Senin sore ku duduk diatas bangku kayu di teras depan rumahnya, secangkir teh hangat dan buku “PERSIS, Gerakan Islam Fundamental” terletak di atas meja marmer. Tepat diseberang rumah, seorang ustadz di Masjid sedang mengisi kajian rutin muslimah.
Kemudian ku baca buku tersebut yang memang sengaja dibawa dari Jakarta menjadi bacaan ringan perjalanan menuju Ciamis. Kuteruskan baca sampai halaman yang membahas mengenai peran gerakan tokoh-tokoh PERSIS dalam MASJUMI diantara sekilas membahas Moh. Natsir, Hassan Bandung, Isa Anshari, dan lain-lain yang merupakan ulama sekaligus politisi muslim.

Tiba-tiba beliau duduk di sebelahku, memakai kain dan kaos oblong santainya sambil memegang rokok. Lalu aku masuk ke dalam sebentar mengambil air, dan ternyata buku itu sedang dibaca olehnya. Ia tanya “buku siapa ini?” kujawab “buku saya Pak, baru beli onlinei bersama buku-buku langka lainnya”. Ia tersenyum lalu bercerita banyak tentang PERSIS dan MASJUMI, tak lupa sebatang rokok melekat di bibirnya.

Sebagaimana kita tahu bahwa Masjumi adalah partai pertama yang dibangun oleh seluruh kelompok umat islam di Indonesia. Seluruh ormas Islam bersepakat menjadikan MASJUMI sebagai kendaraan politik untuk merealisasikan agenda umat. Salah satu pemimpin populer baik oleh kawan maupun lawan adalah Moh. Natsir dari PERSIS. Beliau adalah murid Hassan Bandung yang terkenal ahli berdedat itu.

--

TUGAS TERTULIS A –
Sebutkan semua nama tokoh yang muncul dalam penggalan teks tentang PERSIS dan MASJUMI di atas.

MASUKAN TUGAS –
--

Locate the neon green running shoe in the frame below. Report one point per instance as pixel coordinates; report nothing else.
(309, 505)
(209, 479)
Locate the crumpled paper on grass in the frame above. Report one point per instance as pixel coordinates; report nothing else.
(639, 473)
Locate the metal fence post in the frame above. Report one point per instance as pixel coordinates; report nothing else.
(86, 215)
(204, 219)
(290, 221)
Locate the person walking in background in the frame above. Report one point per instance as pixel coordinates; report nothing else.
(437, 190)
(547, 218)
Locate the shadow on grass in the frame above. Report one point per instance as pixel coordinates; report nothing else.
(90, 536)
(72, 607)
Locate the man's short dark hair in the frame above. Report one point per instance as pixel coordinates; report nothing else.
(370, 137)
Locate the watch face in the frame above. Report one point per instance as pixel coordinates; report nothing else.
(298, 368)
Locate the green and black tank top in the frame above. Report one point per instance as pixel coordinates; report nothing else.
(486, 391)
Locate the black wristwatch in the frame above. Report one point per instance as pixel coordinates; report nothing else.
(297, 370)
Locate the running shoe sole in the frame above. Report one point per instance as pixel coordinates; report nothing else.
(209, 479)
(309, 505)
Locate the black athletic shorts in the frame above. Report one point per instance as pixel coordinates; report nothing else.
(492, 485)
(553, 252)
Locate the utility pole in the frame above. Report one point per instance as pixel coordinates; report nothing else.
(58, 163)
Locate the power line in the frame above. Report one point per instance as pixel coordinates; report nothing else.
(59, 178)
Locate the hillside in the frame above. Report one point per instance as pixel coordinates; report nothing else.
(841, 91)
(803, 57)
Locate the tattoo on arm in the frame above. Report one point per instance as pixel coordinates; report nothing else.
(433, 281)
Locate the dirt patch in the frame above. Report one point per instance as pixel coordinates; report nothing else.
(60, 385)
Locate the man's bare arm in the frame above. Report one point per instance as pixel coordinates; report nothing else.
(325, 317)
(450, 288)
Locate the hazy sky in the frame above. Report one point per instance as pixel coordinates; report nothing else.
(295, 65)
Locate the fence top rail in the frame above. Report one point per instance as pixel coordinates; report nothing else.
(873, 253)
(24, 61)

--

TUGAS TERTULIS B –
Temukan setiap baris dalam catatan di atas yang memuat kata "running", lalu salin baris-baris tersebut.

JAWABAN LATIHAN A –
Moh. Natsir, Hassan Bandung, Isa Anshari

JAWABAN LATIHAN B –
Locate the neon green running shoe in the frame below. Report one point per instance as pixel coordinates; report nothing else.
Locate the running shoe sole in the frame above. Report one point per instance as pixel coordinates; report nothing else.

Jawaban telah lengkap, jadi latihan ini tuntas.